# [Records provided]
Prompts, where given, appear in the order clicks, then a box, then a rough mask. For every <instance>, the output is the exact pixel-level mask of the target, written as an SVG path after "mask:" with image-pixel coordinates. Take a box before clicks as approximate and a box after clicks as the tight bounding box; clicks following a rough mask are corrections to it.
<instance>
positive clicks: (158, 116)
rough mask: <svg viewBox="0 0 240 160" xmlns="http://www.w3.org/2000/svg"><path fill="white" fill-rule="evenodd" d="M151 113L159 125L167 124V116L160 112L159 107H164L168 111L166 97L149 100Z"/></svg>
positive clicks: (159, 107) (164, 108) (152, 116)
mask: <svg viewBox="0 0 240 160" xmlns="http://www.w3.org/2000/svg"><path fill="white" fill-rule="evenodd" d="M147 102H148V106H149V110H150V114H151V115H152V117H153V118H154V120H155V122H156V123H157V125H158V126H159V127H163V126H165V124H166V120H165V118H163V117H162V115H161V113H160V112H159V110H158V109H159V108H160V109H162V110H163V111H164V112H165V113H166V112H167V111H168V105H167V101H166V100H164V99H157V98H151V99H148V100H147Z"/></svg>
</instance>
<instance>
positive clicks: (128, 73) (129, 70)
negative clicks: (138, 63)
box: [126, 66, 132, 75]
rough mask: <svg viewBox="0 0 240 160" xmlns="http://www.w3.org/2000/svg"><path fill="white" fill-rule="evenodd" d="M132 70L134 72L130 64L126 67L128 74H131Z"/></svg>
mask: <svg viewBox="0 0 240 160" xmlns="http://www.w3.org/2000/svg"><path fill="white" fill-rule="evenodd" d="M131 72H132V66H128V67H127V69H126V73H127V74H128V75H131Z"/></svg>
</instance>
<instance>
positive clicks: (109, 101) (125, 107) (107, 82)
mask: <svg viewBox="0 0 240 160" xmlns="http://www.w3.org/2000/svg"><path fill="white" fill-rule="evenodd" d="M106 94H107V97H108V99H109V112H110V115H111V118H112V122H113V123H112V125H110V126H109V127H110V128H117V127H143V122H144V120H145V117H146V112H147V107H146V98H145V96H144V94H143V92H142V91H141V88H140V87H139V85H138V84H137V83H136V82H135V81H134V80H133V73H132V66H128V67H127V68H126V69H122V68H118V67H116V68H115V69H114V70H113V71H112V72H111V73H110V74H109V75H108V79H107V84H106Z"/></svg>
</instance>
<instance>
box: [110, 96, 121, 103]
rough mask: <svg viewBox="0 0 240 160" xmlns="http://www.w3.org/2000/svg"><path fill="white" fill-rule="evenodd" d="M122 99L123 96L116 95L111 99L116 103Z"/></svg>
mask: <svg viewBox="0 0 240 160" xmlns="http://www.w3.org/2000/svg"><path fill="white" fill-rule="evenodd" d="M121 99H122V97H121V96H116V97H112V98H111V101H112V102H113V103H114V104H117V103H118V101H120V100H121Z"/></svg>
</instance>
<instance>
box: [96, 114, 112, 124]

# [Problem requirements]
State how many lines of the records above contain the string "positive", giving only the number.

# [Completed exercise]
4